Passage given
In The Future of UI? Old School Text Messages, Kyle Vanhemert looks to the proliferation of text-based platforms that increasingly replace the need for the GUI. The services that apps provide will be increasingly accessed outside of the apps themselves.
When we start to consider designing for the world of iOT, we’re abdicating even more control over the interface—creating products and services that might not be accessed through a screen at all.
When the touch-based screen revolutionized mobile devices, designers suddenly had a treasure trove of new modes of interaction to leverage, like swipes, pinches, taps, double-taps, long-taps, tap-and-drag that went well beyond the point-and-click.
Now users are swiping and pinching in thin air or waving tagged accessories in front of sensor-equipped devices, where we can’t explicitly guide our users with the same visual cues—now what?
In a sense, this means we’re looking at designing predictable, reusable interaction patterns.

How does this change how we implement products?

In many ways, the app as the unit of design—at least in the way we’ve been looking at it so far—is vanishing.
The standalone application is becoming the secondary, or even tertiary, destination for users to receive the services we offer. Even that the boxes and buttons are slipping into the background, so how do we realign to meet our users’ needs best?
For one thing, we have to design less for pixels and more for packets.
In a world where the amount of available information and number of competing services is expanding exponentially, the best way to be heard is to be shared and distributed across an array of platforms and contexts.
What this means is that ideally users are going to be receiving our content in ways that we cannot explicitly control, often within multiple wrappers.
We are going to be asking ourselves, as designers, a whole new set of questions.
  • Will this key piece of information be compelling in a Tweet featured in an article on a news article on Feedly?

The tasks
**1.** Rewrite the paragraph in the interface design passage that begins "When the touch-based screen revolutionized" as a short bulleted list that keeps its main facts.
**2.** Resume the interface design passage after its final bulleted question, and continue it in the same voice.
The entries that follow are separate material and are not part of the interface design passage.

Outline entries
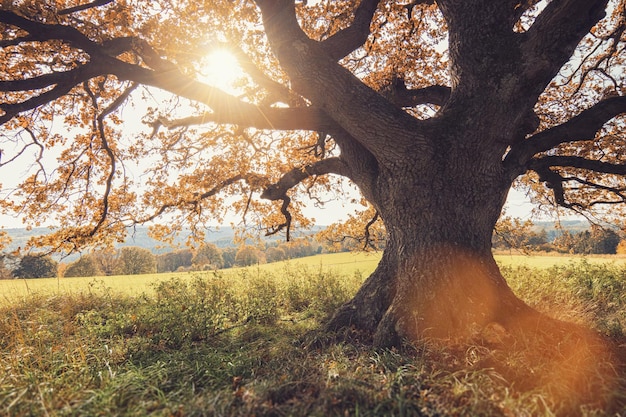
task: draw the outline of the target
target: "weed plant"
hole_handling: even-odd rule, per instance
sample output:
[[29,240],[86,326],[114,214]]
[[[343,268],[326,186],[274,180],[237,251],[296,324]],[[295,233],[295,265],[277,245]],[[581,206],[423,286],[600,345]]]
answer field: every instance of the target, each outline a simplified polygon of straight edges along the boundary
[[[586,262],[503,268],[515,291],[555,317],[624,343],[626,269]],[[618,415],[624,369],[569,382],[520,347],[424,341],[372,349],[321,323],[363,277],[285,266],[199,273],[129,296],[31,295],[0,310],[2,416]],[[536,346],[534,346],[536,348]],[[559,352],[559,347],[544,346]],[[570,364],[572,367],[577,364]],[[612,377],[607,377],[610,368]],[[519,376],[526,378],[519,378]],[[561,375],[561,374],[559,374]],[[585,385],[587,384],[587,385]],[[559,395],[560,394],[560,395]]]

...

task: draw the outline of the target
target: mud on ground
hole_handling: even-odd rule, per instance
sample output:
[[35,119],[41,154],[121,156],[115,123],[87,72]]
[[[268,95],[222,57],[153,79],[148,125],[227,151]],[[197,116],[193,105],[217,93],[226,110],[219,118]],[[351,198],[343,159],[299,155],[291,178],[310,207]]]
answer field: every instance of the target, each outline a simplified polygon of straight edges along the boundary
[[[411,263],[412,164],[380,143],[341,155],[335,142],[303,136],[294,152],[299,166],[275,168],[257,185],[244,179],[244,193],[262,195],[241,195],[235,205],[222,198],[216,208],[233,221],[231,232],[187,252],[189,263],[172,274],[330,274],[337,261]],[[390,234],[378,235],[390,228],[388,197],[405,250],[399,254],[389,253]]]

Task-by-task outputs
**1.**
- The touch-based screen revolutionized mobile devices.
- Designers gained many new modes of interaction: swipes, pinches, taps, double-taps, long-taps, and tap-and-drag.
- These went well beyond point-and-click.

**2.**
  • How can I format my content to adjust to an array of viewports and even screen-minimal devices?
  • Is there a way to package a key functionality of my services that can exist somewhere else?
  • What are the most appropriate and useful interaction patterns we can offer as actions to take within a notification?
As users are spending less time inside of our destinations, how do we create experiences that can be completed elsewhere?
Can the push notification for an upcoming calendar event give the user a set of common controls to book a flight, make travel suggestions, or order flowers without requiring the user to ever open the app itself?
How do we design app functionalities that work with and inside of other apps to provide our specific services to users that are compelling enough to exceed the competition?

What does the design process look like tomorrow?

If the component is the new unit of design, the new object of our practice, how do we define it? The component in question will be defined differently in each case and has different implications for every product, but I would like to propose some examples to help designers and developers, when thinking about their products as parts of systems rather than as neatly-boxed destinations.
The End of Sandboxes: Changing the Unit of Design

In what context will users receive a notification?

Let’s start with notifications as a simple pattern.
Imagine we’re designing for a car service app that echoes across multiple devices, and notifies users on their hired car’s position, estimated arrival time, and delays.
Within the destination housed in our app, we can control how a notification appears, what information is contained, and what the user’s available actions are.
But we hardly expect our users to open the app, and monitor the screen continually. So we have to package our notifications to be pushed to the operating system, and be aware of how a multitude of mobile devices handle that content.
At this point, we are starting to think of this app as less of the destination and more of a component within the operating system.

What actions will be available within a notification?

Within the app, we alert the user of a delay with a link to the address of the hired car’s position by tapping a “see my car” button that will then open the specified location in the preferred map application.
We also give users the option, in our app’s delay notification, to cancel their reservation.
Many device’s system-level notifications allow for the user to take actions directly, so we can package our notification component to include a few actions that exist inside of our app. So we might consider including either or both of these actions within the notification itself, which then opens the map or, in the case of cancelling, adds one level of confirmation. If, instead, we want to provide the option to message the driver, we can design to allow for a line of communication within the notification, meaning the user doesn’t have to open our app at all.

If users don’t open our app what are we designing?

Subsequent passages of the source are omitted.